→ **ASSIGNMENT 1**: Translate into Spanish this sentence from the passage on pornified culture: "Yet you do not feel the same outrage on behalf of women and girls."
→ **ASSIGNMENT 2**: Condense the paragraph of the passage on pornified culture that begins "I ask the reader to undertake a thought experiment" into a shorter paragraph that keeps its main points.

Segment Start: PASSAGE FOR REVIEW

I ask the reader to undertake a thought experiment. Revisit the above paragraph’s descriptions of porn’s consumption and content patterns, but in place of men substitute white people, and instead of women, insert black people. If there were a genre of media that disproportionately featured racist tropes as integral, you would be less comfortable, indeed less tolerant, of its ubiquitous production and consumption. In fact, you would probably express disdain for its consumers and propose legal bans on producers. Yet you do not feel the same outrage on behalf of women and girls. Could it be that you live in a pornified culture so saturated with media that represents women and girls as “less than” or as “other” that you have become desensitized to the objectification of women and girls? Could it be that these dynamics are so normalised that you quietly accept that a proportion of the actors in pornographic films are victims of human trafficking?

Segment End: PASSAGE FOR REVIEW
Segment Start: SOURCE MATERIAL

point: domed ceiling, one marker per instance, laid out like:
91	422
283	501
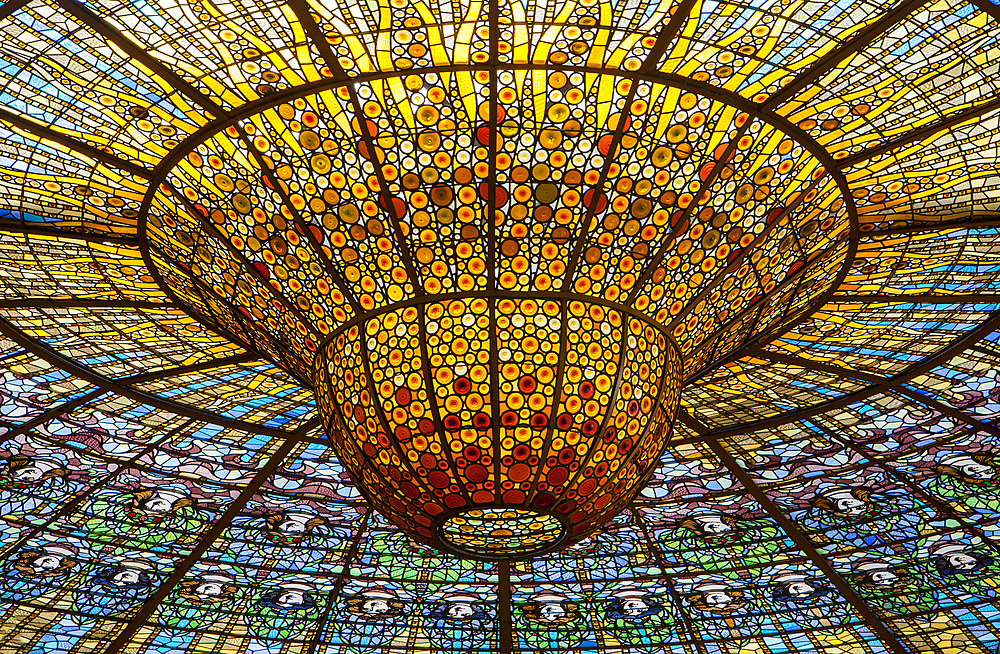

Segment End: SOURCE MATERIAL

→ **EXPECTED OUTPUT 1**: Sin embargo, usted no siente la misma indignación en nombre de las mujeres y las niñas.

→ **EXPECTED OUTPUT 2**: The reader is asked to reread an earlier description of porn's consumption and content, substituting white people for men and black people for women. Media built on racist tropes would make the reader uncomfortable, draw disdain for its consumers, and prompt calls for legal bans on its producers, yet no such outrage is felt on behalf of women and girls. The passage asks whether a pornified culture that portrays women and girls as "less than" or "other" has desensitized the reader to their objectification. It also asks whether these dynamics are so normalized that the reader quietly accepts that some actors in pornographic films are victims of human trafficking.